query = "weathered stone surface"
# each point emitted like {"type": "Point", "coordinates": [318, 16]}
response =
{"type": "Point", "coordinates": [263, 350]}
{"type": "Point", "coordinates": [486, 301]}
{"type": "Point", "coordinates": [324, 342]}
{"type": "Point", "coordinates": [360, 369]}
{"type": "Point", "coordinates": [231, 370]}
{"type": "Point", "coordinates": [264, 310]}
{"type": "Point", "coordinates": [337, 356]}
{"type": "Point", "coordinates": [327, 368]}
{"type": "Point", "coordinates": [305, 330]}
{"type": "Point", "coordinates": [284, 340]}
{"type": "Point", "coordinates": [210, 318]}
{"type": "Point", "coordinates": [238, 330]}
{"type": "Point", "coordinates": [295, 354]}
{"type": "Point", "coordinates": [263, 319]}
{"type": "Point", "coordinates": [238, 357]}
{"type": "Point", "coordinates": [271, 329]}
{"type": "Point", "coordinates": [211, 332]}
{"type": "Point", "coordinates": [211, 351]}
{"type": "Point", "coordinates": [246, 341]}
※
* Problem to solve *
The full listing above should be retyped without any alteration.

* Exercise result *
query = "weathered stone surface"
# each point emitted like {"type": "Point", "coordinates": [318, 16]}
response =
{"type": "Point", "coordinates": [263, 350]}
{"type": "Point", "coordinates": [486, 301]}
{"type": "Point", "coordinates": [324, 342]}
{"type": "Point", "coordinates": [360, 369]}
{"type": "Point", "coordinates": [231, 370]}
{"type": "Point", "coordinates": [264, 310]}
{"type": "Point", "coordinates": [337, 356]}
{"type": "Point", "coordinates": [327, 368]}
{"type": "Point", "coordinates": [305, 330]}
{"type": "Point", "coordinates": [284, 340]}
{"type": "Point", "coordinates": [210, 318]}
{"type": "Point", "coordinates": [238, 330]}
{"type": "Point", "coordinates": [295, 354]}
{"type": "Point", "coordinates": [263, 319]}
{"type": "Point", "coordinates": [238, 357]}
{"type": "Point", "coordinates": [271, 329]}
{"type": "Point", "coordinates": [211, 332]}
{"type": "Point", "coordinates": [211, 351]}
{"type": "Point", "coordinates": [246, 341]}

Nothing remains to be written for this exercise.